◆ DATA TO USE:
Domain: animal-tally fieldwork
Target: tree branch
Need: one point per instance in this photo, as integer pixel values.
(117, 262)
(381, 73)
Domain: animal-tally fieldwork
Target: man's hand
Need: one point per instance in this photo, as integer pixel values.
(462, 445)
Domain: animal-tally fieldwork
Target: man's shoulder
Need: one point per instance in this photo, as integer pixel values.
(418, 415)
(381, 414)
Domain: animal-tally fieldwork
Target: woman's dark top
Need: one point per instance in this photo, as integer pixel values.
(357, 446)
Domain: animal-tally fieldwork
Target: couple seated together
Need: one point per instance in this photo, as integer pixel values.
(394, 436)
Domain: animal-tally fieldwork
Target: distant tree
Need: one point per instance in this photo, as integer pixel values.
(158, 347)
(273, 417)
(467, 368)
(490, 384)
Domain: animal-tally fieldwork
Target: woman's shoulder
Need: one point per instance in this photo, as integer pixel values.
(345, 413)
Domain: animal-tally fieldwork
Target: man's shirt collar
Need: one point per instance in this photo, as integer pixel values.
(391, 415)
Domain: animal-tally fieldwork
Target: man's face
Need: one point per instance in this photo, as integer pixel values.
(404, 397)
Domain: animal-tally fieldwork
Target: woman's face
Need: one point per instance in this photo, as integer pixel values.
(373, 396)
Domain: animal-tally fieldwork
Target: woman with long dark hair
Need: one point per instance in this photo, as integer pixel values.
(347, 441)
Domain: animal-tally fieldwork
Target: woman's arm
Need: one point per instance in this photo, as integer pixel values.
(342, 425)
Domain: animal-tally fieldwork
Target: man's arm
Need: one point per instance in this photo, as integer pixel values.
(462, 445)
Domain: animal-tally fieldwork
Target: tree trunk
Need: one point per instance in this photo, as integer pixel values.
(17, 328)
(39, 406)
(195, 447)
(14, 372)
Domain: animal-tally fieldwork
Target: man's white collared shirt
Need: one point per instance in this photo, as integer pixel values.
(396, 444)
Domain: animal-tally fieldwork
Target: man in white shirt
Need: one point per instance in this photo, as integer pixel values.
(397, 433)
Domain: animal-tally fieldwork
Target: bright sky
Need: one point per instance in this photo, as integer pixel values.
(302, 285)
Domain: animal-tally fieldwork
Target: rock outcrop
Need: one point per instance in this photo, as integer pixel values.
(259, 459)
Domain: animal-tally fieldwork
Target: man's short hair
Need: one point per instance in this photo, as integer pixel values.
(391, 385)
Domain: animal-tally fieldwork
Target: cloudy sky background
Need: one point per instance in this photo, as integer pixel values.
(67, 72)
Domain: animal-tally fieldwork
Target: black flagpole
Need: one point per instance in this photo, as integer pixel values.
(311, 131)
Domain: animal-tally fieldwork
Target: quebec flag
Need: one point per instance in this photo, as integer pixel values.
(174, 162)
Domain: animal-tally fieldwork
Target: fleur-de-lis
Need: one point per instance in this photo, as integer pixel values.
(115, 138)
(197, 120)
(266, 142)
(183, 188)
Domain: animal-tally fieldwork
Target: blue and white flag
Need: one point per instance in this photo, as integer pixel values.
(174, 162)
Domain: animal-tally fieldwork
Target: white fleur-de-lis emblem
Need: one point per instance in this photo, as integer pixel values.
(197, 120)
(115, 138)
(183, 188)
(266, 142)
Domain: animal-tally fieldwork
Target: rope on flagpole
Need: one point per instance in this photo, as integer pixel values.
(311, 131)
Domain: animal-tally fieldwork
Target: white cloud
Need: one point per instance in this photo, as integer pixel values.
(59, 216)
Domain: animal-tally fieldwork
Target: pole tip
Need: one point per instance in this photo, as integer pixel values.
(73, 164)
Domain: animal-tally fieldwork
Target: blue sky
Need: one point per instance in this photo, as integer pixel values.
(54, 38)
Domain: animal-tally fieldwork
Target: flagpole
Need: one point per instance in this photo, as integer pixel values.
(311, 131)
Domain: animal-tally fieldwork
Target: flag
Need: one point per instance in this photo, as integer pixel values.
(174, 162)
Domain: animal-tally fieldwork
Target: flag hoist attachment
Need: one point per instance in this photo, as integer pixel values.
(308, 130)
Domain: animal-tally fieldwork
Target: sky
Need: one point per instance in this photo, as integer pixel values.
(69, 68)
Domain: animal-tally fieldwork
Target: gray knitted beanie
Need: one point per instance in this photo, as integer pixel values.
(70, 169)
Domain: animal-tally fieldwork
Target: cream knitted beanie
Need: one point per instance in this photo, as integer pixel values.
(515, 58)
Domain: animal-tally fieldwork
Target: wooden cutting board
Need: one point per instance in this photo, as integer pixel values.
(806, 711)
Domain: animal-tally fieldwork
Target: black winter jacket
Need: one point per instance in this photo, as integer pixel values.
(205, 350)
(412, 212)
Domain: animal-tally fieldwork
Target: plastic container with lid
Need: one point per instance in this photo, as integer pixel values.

◆ WORK INSTRUCTIONS: Gather every line of the entries above that contains the word "white", and copy each one out.

◆ THE RESPONSE:
Target: man's white collared shirt
Target: man in white shirt
Target: blue and white flag
Target: white fleur-de-lis emblem
Target: white cloud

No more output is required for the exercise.